Exercise requirements: Pick out each row below that contains the word "light" and copy those rows in full. Case counts.

-*-

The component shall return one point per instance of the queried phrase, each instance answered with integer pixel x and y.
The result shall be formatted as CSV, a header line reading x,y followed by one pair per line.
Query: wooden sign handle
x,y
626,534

-*-

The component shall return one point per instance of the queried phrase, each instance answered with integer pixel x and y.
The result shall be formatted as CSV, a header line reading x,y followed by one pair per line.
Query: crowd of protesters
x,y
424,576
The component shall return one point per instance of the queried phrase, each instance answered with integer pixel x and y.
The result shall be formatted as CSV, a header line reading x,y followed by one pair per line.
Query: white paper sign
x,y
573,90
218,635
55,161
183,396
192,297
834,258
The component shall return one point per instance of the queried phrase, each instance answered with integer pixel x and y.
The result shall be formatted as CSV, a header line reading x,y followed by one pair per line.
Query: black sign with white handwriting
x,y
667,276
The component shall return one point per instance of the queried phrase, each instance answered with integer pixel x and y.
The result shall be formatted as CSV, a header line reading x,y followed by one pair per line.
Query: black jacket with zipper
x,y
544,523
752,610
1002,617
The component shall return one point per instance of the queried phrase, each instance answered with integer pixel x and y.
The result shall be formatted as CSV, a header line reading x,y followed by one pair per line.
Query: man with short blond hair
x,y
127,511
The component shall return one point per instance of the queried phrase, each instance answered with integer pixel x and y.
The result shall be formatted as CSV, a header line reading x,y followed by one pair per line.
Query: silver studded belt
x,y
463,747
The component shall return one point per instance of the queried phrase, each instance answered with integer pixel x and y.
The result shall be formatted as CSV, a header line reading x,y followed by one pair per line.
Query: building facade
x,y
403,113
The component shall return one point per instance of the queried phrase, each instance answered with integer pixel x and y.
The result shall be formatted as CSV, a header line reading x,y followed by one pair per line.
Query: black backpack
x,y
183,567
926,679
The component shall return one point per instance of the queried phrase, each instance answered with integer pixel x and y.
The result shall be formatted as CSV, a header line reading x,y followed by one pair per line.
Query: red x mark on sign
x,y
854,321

-*-

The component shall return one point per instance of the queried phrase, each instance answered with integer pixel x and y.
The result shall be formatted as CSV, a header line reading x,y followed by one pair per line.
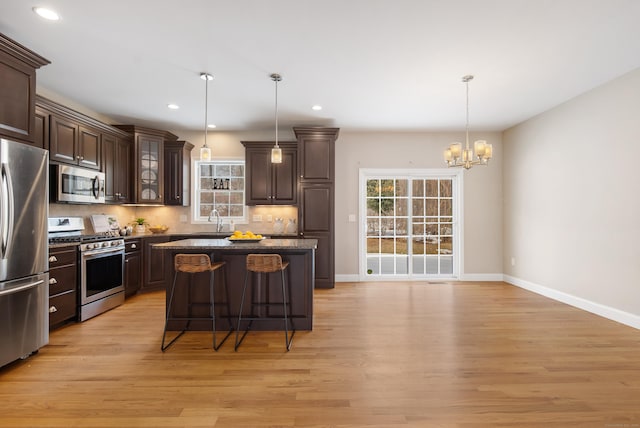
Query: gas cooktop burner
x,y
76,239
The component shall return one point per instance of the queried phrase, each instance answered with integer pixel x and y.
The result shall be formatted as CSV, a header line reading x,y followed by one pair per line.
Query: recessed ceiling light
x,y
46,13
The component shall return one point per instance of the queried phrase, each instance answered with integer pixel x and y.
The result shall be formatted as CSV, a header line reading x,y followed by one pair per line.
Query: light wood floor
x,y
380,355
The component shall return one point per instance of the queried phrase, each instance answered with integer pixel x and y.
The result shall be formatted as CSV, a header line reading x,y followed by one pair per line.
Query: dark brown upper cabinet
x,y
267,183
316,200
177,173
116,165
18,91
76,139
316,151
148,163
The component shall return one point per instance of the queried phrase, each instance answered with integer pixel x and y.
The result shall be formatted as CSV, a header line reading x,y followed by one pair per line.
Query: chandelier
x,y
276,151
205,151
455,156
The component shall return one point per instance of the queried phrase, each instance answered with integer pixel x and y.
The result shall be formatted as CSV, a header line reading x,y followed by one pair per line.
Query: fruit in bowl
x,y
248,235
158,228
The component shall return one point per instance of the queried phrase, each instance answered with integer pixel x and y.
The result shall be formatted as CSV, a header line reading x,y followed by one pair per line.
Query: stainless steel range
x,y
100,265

-*-

Task answer:
Query: recessed ceiling light
Query: light wood floor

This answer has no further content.